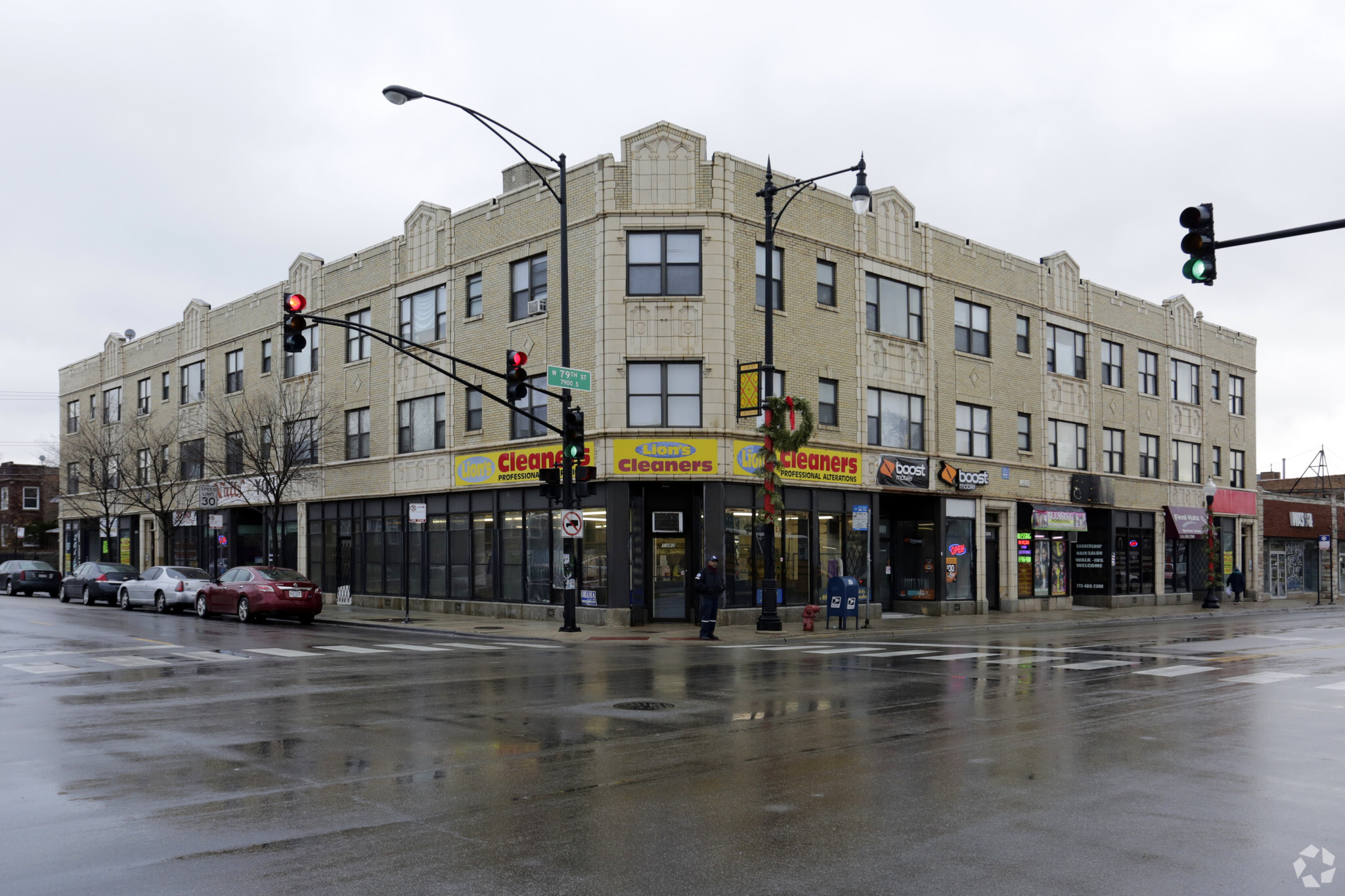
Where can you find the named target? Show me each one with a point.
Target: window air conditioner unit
(667, 522)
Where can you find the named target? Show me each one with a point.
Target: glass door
(667, 571)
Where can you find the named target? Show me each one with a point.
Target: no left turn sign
(572, 524)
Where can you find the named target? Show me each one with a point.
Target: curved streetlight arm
(798, 188)
(490, 124)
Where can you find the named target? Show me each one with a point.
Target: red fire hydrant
(808, 614)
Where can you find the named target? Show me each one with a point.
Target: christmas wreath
(787, 427)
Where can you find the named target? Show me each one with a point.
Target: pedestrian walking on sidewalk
(709, 586)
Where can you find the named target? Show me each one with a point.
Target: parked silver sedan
(164, 589)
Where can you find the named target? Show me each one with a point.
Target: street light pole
(399, 96)
(860, 199)
(1211, 593)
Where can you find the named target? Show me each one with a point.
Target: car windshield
(275, 574)
(187, 572)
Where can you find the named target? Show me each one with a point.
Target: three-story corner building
(993, 433)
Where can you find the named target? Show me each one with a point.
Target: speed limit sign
(572, 524)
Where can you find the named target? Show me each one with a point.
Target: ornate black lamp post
(860, 198)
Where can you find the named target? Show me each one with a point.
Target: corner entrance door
(667, 570)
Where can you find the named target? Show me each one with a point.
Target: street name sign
(569, 378)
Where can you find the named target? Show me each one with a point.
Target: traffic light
(295, 323)
(1199, 244)
(550, 477)
(516, 378)
(573, 437)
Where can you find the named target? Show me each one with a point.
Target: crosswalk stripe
(410, 647)
(844, 651)
(1266, 677)
(1170, 672)
(39, 668)
(962, 656)
(1095, 664)
(342, 648)
(131, 662)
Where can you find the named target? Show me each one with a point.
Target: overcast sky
(159, 152)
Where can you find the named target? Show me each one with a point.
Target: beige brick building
(1075, 414)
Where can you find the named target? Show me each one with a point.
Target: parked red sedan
(257, 593)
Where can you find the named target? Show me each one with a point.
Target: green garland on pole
(780, 413)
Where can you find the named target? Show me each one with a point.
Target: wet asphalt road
(173, 756)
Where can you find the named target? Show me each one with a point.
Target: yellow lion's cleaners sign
(666, 457)
(808, 465)
(510, 465)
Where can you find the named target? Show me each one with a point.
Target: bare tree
(93, 472)
(151, 481)
(267, 442)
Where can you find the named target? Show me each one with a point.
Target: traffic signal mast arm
(387, 339)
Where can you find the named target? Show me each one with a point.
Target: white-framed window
(663, 263)
(1069, 445)
(535, 403)
(358, 345)
(1149, 457)
(192, 383)
(1185, 379)
(896, 419)
(1147, 372)
(663, 394)
(234, 371)
(304, 362)
(1185, 461)
(1066, 352)
(527, 285)
(1113, 363)
(971, 327)
(893, 308)
(112, 405)
(1235, 395)
(424, 316)
(973, 430)
(420, 423)
(1114, 452)
(357, 435)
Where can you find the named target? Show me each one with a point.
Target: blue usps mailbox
(843, 598)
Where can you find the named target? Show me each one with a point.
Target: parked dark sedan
(255, 593)
(27, 576)
(93, 582)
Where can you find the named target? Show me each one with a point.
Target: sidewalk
(662, 633)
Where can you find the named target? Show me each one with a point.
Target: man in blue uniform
(709, 586)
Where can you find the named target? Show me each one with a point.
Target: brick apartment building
(994, 433)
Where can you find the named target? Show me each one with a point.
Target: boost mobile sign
(962, 480)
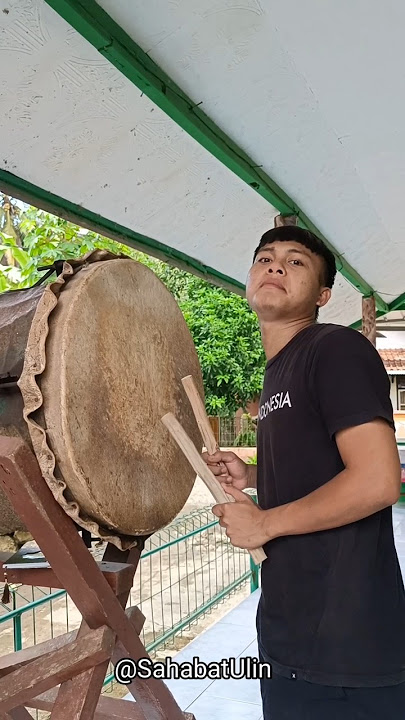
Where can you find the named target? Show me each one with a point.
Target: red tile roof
(394, 360)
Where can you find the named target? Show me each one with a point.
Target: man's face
(285, 282)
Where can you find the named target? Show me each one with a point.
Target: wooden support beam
(107, 708)
(118, 575)
(19, 713)
(15, 660)
(22, 482)
(56, 667)
(281, 220)
(369, 328)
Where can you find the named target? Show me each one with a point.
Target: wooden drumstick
(200, 414)
(202, 470)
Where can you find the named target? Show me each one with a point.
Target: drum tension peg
(56, 267)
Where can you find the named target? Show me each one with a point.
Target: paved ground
(235, 635)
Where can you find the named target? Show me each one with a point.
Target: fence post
(254, 576)
(17, 632)
(254, 569)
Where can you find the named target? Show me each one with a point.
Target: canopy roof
(184, 128)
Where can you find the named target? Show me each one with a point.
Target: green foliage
(247, 435)
(252, 460)
(224, 329)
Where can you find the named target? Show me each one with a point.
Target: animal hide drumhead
(116, 349)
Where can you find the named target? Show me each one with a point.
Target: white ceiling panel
(312, 91)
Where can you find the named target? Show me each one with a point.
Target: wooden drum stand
(65, 675)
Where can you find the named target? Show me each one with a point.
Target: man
(331, 617)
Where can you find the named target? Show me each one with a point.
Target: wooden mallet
(194, 457)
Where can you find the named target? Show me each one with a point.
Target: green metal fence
(185, 571)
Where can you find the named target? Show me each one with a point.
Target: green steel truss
(111, 41)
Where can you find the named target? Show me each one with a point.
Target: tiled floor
(235, 636)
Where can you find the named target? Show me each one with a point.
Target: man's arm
(370, 481)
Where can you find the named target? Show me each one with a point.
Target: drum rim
(34, 365)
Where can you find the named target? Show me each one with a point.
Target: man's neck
(275, 335)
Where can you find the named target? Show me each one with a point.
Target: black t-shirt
(332, 608)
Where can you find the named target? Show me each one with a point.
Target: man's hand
(229, 469)
(244, 521)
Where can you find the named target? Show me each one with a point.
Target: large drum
(88, 366)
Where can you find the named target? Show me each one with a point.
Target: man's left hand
(244, 521)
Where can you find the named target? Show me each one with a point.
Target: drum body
(90, 365)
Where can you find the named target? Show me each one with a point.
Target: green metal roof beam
(27, 192)
(397, 304)
(96, 26)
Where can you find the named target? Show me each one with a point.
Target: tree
(224, 329)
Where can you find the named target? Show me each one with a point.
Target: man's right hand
(228, 468)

--------

DIRECTIONS FOR THIS TASK: All of the records above must be copied exactly, except for the pictures.

OUTPUT OF THE EXERCISE:
Where can you find the named target? Show me each one with a point.
Target: window air conditioner unit
(667, 522)
Where can you find the named target? Show me each one with a point.
Target: glass door
(667, 571)
Where can you find the named target? Show me each one with a point.
Target: no left turn sign
(572, 524)
Where can you find the named target? Show me each one with a point.
Target: curved streetlight arm
(798, 188)
(490, 124)
Where can you find the named target? Show me each one with a point.
Target: red fire hydrant
(808, 614)
Where can you find the named target? Show me each one with a point.
Target: christmas wreath
(787, 427)
Where can you find the named target? Show me each one with a point.
Target: pedestrian walking on sidewalk
(709, 586)
Where can you find the named target? Show me each one with a point.
Target: parked silver sedan
(164, 589)
Where can you find the named target? Show me each one with a point.
Target: street light pole
(399, 96)
(860, 199)
(1211, 593)
Where can you find the named target? Show me each one with a point.
Target: car windshield
(275, 574)
(187, 572)
Where can you find the named target? Show me each one with a point.
Target: three-story corner building
(993, 433)
Where can you find the named target? Show me each one with a point.
Target: speed limit sign
(572, 524)
Where can you find the named target? Show me each one with a point.
Target: ornate black lamp post
(860, 198)
Where can you find the named target? Show me each one with a point.
Target: corner entrance door
(667, 570)
Where can you find the named target? Show me each one with a point.
Target: street name sign
(569, 378)
Where can you find the named target? Show me each one with a point.
Target: traffic light
(295, 323)
(1199, 244)
(550, 477)
(516, 378)
(573, 437)
Where can you find the named target? Show me each one with a point.
Target: crosswalk stripe
(410, 647)
(844, 651)
(1266, 677)
(1170, 672)
(39, 668)
(962, 656)
(1095, 664)
(342, 648)
(131, 662)
Where can you find the named target? Show me each one with a point.
Target: overcast sky
(159, 152)
Where can you find the named target? Show me each one with a point.
Target: beige brick building
(1075, 414)
Where can you find the named target? Show me each one with a point.
Target: parked red sedan
(257, 593)
Where can you find the named target? Show me each one with a point.
Target: green garland on pole
(780, 413)
Where can you find the named target? Show me each one with a point.
Target: wet asphalt road
(173, 756)
Where can you find the named target? Show me each one with a point.
Target: yellow lion's cleaners sign
(666, 457)
(808, 465)
(510, 465)
Where can you find the named target? Show me each one with a point.
Target: bare tree
(93, 472)
(151, 481)
(267, 442)
Where can you find the named target? Show me each one with a point.
Target: traffic signal mast arm
(387, 339)
Where can you find the named target? Show me each one with a point.
Target: white-framed window
(663, 263)
(1069, 445)
(535, 403)
(358, 345)
(1149, 457)
(192, 383)
(1185, 379)
(896, 419)
(1147, 372)
(663, 394)
(234, 371)
(304, 362)
(1185, 461)
(1066, 352)
(527, 285)
(1113, 363)
(971, 327)
(893, 308)
(112, 405)
(1235, 395)
(424, 316)
(973, 430)
(420, 423)
(1114, 452)
(357, 435)
Where can you find the named target? Show me each one with a point.
Target: blue usps mailbox
(843, 598)
Where can you find the named target? Show me each one with a point.
Target: parked dark sedan
(255, 593)
(27, 576)
(93, 582)
Where can you find the named target? Show me each one with a point.
Target: sidewalk
(662, 633)
Where can you find the named target? Show me each one with a point.
Target: man in blue uniform
(709, 586)
Where can you find the named target? Show me each one with a point.
Target: brick apartment building
(994, 433)
Where can you find the named target? Show me each one with a point.
Target: boost mobile sign
(962, 480)
Where can you find the named target? Show me each one with a point.
Target: red tile roof
(394, 360)
Where can you find the named target? Show me each one with a point.
Target: man's face
(285, 282)
Where can you find the named target? Show me each one with a point.
Target: wooden support beam
(107, 708)
(118, 575)
(19, 713)
(15, 660)
(22, 482)
(56, 667)
(281, 220)
(369, 328)
Where can you find the named target? Show me each one with a point.
Target: wooden drumstick
(200, 414)
(202, 470)
Where can you find the named target? Show me each one with a point.
Target: drum tension peg
(56, 267)
Where can you find the named target? Show me each one with a point.
Target: paved ground
(235, 635)
Where can you find the named target? Show me each one with a point.
Target: fence post
(254, 576)
(17, 632)
(254, 569)
Where can you find the named target? Show me each one with a point.
Target: canopy roof
(184, 128)
Where can you find the named target? Show me each one with a point.
Target: green foliage
(247, 435)
(252, 460)
(224, 329)
Where can you find the named target? Show me each one with a point.
Target: animal hide drumhead
(116, 349)
Where can you find the named target? Show me each one with a point.
Target: white ceiling panel
(312, 91)
Where can you find the named target? Show me each one with a point.
Target: wooden drum stand
(65, 675)
Where can you find the named target? Show me each one with a point.
Target: man
(331, 617)
Where can you find the named target? Show me each one with a point.
Target: wooden mallet
(194, 457)
Where can you find the named target? Show me each one with a point.
Target: green metal fence
(185, 571)
Where can you find the named target? Show me each one with a point.
Target: green steel truss
(111, 41)
Where can you find the named target? Show me each one with a point.
Target: tiled floor
(235, 636)
Where can you find the named target? Show me each one with a point.
Target: man's arm
(370, 481)
Where can you find the named target? Show me each one with a point.
Target: drum rim
(34, 365)
Where can you find the named target? Show me each one with a point.
Target: man's neck
(275, 335)
Where can you find the named target? Show me each one with a point.
Target: black t-shirt
(332, 608)
Where can you find the named target? Show me each one with a point.
Target: man's hand
(229, 469)
(244, 521)
Where can you find the named target? Show me each one with a point.
Target: large drum
(88, 366)
Where can you find the named target? Show me each one with a point.
Target: man's left hand
(244, 521)
Where can you find the named target? Show me each one with a point.
Target: drum body
(90, 365)
Where can you find the named target? Show me each one with a point.
Target: green metal roof beam
(27, 192)
(397, 304)
(96, 26)
Where can you find the named target? Show me each one with a point.
Target: tree
(224, 329)
Where can you find the named target? Show me each one with a point.
Target: man's right hand
(228, 468)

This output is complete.